__REQUIRED TASK__: Lay out everything in the material from the line containing "Each instance gets a single point. Label the large" down to the line containing "(1290, 558)", both included, as a Markdown table with the columns Row and Line. Number each line in order, and leave out any blank lines.

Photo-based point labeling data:
════

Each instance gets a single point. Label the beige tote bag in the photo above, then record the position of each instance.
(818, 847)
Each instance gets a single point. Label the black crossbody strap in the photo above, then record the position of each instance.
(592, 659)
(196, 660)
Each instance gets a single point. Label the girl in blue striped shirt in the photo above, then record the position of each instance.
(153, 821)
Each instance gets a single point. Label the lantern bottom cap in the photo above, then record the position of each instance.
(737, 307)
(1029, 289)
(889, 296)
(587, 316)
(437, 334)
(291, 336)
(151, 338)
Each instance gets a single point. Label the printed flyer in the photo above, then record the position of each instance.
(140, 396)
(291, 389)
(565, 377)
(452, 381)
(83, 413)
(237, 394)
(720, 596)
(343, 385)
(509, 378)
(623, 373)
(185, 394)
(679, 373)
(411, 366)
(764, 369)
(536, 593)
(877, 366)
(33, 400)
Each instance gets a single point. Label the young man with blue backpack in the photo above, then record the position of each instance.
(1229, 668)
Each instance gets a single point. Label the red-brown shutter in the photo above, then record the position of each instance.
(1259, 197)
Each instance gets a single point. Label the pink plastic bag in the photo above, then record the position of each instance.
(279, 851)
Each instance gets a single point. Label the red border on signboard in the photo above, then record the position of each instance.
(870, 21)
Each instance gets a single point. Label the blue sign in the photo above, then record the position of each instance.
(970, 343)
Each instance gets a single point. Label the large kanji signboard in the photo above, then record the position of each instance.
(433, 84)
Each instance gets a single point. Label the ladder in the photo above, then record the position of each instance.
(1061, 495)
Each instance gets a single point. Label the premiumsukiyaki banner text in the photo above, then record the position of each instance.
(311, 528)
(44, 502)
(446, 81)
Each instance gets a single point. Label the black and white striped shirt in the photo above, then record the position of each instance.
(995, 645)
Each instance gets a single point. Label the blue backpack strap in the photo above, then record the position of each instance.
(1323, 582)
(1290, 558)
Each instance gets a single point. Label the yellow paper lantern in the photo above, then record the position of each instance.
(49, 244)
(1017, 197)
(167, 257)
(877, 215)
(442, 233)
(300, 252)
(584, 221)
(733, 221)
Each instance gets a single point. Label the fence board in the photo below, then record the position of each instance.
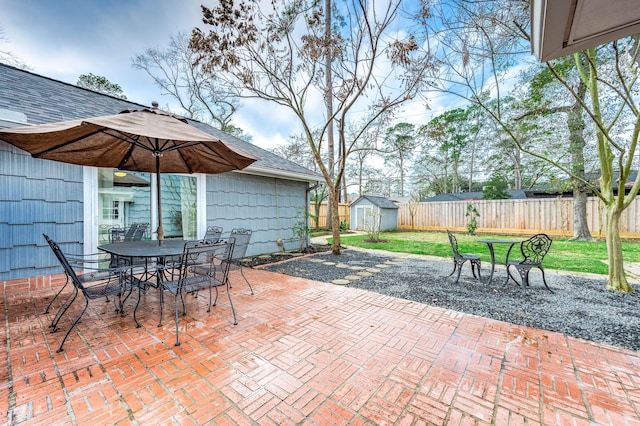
(553, 216)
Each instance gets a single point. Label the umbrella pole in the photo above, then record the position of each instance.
(160, 228)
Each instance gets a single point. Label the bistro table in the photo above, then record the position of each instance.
(490, 244)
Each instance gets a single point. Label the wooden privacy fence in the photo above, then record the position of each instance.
(343, 210)
(553, 216)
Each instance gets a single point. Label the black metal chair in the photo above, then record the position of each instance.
(533, 252)
(213, 233)
(241, 238)
(203, 265)
(460, 258)
(93, 283)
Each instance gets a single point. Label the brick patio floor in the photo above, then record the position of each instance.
(304, 352)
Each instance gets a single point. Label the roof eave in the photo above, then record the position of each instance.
(269, 171)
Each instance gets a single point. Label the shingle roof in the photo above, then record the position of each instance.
(382, 202)
(45, 100)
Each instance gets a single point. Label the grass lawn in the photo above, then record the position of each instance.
(564, 255)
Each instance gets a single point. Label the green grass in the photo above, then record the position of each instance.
(578, 256)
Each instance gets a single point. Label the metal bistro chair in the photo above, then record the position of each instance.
(213, 233)
(460, 258)
(241, 238)
(533, 252)
(203, 264)
(93, 283)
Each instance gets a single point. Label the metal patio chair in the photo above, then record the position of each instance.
(533, 252)
(203, 265)
(242, 238)
(460, 258)
(93, 283)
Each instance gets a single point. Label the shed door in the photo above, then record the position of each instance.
(364, 215)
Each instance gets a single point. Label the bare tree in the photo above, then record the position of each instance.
(274, 52)
(475, 56)
(201, 95)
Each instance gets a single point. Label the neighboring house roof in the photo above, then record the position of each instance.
(516, 194)
(28, 98)
(382, 202)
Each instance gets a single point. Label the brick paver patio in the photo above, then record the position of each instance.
(304, 352)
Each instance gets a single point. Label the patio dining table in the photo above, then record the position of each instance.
(147, 250)
(490, 244)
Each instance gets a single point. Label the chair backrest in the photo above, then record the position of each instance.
(535, 248)
(241, 238)
(454, 243)
(213, 233)
(57, 251)
(140, 230)
(128, 236)
(204, 260)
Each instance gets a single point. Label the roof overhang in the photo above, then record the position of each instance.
(282, 174)
(562, 27)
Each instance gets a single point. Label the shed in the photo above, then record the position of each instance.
(368, 208)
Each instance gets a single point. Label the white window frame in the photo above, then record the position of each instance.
(91, 213)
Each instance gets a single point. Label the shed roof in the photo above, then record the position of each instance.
(382, 202)
(45, 100)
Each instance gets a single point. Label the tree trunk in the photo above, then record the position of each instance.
(617, 278)
(581, 230)
(575, 123)
(335, 219)
(328, 102)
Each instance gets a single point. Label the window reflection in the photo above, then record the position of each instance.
(125, 199)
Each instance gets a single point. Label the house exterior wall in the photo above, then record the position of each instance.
(36, 197)
(40, 196)
(269, 207)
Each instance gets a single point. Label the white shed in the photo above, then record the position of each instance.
(369, 208)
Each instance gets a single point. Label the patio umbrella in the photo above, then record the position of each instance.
(147, 140)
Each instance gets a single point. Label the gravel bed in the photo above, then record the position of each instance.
(579, 307)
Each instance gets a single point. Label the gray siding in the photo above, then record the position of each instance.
(269, 207)
(36, 197)
(40, 196)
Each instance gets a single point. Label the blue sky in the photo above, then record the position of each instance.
(64, 39)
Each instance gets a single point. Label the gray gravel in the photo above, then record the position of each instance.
(579, 307)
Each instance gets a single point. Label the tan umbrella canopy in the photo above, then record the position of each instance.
(147, 140)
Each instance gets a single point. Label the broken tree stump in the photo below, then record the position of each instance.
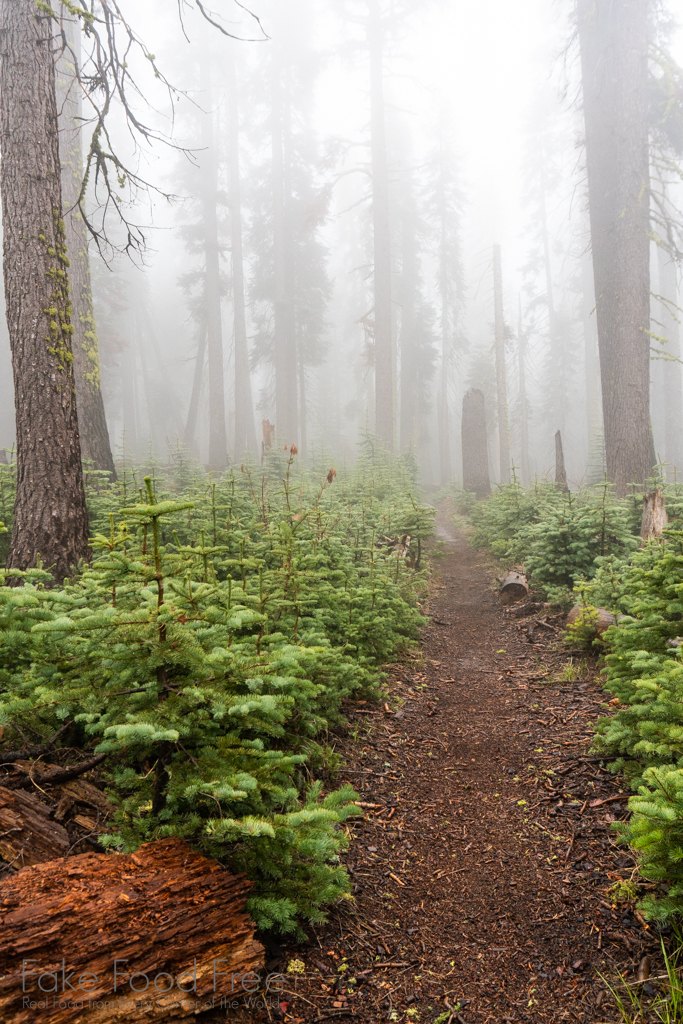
(599, 619)
(513, 588)
(475, 448)
(174, 921)
(654, 515)
(560, 471)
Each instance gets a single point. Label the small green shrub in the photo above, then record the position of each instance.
(213, 639)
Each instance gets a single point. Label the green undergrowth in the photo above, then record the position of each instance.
(556, 536)
(208, 650)
(585, 548)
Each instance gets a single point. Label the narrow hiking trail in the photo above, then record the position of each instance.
(483, 858)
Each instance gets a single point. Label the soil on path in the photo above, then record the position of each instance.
(482, 862)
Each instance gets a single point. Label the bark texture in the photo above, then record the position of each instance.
(673, 390)
(384, 354)
(158, 911)
(475, 450)
(654, 515)
(501, 376)
(50, 514)
(613, 37)
(560, 471)
(514, 588)
(92, 422)
(28, 836)
(523, 400)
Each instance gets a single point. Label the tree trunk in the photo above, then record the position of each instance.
(285, 341)
(50, 516)
(557, 395)
(475, 450)
(613, 37)
(591, 361)
(209, 162)
(408, 336)
(95, 443)
(501, 380)
(673, 392)
(384, 355)
(245, 431)
(166, 914)
(523, 401)
(560, 471)
(189, 437)
(654, 515)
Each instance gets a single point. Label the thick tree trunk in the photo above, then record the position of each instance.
(654, 518)
(673, 391)
(95, 443)
(557, 395)
(523, 400)
(173, 921)
(501, 377)
(560, 471)
(613, 37)
(50, 514)
(384, 354)
(408, 336)
(189, 436)
(591, 360)
(245, 431)
(285, 341)
(475, 449)
(209, 162)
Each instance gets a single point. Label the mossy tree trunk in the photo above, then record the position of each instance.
(50, 517)
(92, 422)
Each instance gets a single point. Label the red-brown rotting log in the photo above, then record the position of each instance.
(166, 913)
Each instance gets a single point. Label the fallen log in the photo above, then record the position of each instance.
(27, 834)
(150, 936)
(513, 588)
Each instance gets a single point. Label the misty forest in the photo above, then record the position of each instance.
(341, 511)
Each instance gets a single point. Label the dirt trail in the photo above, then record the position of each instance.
(480, 879)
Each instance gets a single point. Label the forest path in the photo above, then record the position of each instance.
(462, 890)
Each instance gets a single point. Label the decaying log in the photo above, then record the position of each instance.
(603, 622)
(513, 588)
(27, 834)
(654, 515)
(560, 471)
(167, 914)
(475, 446)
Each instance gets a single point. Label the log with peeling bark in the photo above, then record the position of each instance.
(166, 913)
(654, 515)
(28, 836)
(513, 588)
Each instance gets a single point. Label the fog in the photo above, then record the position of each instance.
(483, 141)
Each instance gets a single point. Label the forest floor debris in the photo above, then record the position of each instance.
(485, 872)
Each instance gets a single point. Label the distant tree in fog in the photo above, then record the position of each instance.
(613, 37)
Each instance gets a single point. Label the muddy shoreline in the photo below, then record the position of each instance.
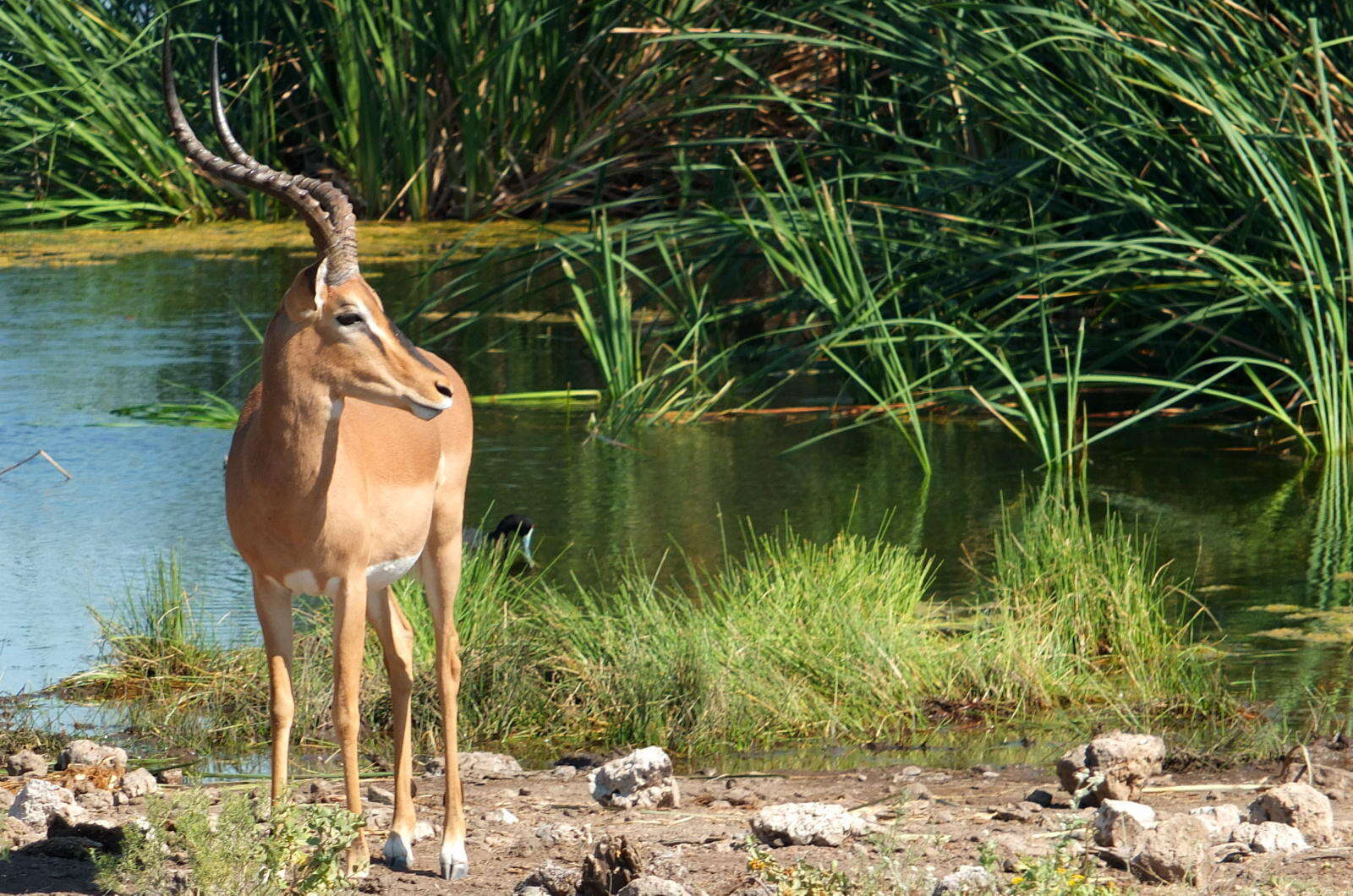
(926, 823)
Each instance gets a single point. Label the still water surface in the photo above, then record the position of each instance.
(79, 340)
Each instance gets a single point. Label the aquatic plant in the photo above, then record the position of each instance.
(795, 641)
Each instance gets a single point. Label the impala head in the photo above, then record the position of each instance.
(356, 349)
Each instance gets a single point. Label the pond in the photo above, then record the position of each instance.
(145, 319)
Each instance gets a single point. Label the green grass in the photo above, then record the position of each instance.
(795, 642)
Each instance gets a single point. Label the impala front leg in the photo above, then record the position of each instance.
(349, 634)
(272, 603)
(441, 578)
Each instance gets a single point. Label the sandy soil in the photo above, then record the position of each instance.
(934, 821)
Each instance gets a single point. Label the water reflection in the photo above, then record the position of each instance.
(78, 341)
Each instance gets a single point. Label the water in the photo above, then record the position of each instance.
(78, 340)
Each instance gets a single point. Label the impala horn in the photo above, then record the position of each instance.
(325, 209)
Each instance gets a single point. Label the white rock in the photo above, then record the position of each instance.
(1122, 823)
(967, 878)
(1298, 804)
(1221, 821)
(40, 800)
(649, 885)
(90, 753)
(642, 780)
(140, 783)
(487, 765)
(1269, 837)
(805, 823)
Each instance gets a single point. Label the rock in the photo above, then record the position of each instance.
(76, 848)
(1269, 837)
(805, 823)
(1122, 824)
(379, 817)
(1175, 851)
(91, 753)
(95, 800)
(550, 878)
(40, 800)
(1221, 821)
(649, 885)
(106, 834)
(1114, 767)
(27, 762)
(487, 765)
(1298, 804)
(1072, 772)
(642, 780)
(611, 866)
(139, 783)
(1039, 797)
(967, 878)
(551, 834)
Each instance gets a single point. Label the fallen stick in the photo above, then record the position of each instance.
(45, 456)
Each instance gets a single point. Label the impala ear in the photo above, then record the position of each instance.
(306, 297)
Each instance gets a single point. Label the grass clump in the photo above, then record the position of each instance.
(288, 850)
(796, 641)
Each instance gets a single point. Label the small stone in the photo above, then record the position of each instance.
(967, 878)
(640, 780)
(41, 800)
(27, 762)
(139, 783)
(649, 885)
(1301, 806)
(805, 823)
(1041, 797)
(1221, 821)
(487, 765)
(95, 800)
(1175, 851)
(1122, 824)
(1269, 837)
(90, 753)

════

__ANSWER TO THE PROBLEM__:
| Row | Line |
|---|---|
| 1 | Each instance gets a single point. Label the large kanji signboard in the photo above, then record the position of each instance. |
| 2 | (433, 84) |
| 3 | Each instance gets a single point. Label the ladder in the photo above, then record the position of each instance. |
| 4 | (1061, 495) |
| 5 | Each instance gets a single point. Label the premiumsukiyaki banner text in the photo above, then record the position of each instance. |
| 6 | (311, 528) |
| 7 | (44, 502) |
| 8 | (446, 81) |
| 9 | Each instance gets a single point. Label the black and white striped shirt in the photo above, then record the position of each instance. |
| 10 | (995, 645) |
| 11 | Each instance gets a single point. Label the blue backpack strap in the photo above, then record the position of each instance. |
| 12 | (1323, 582) |
| 13 | (1290, 558) |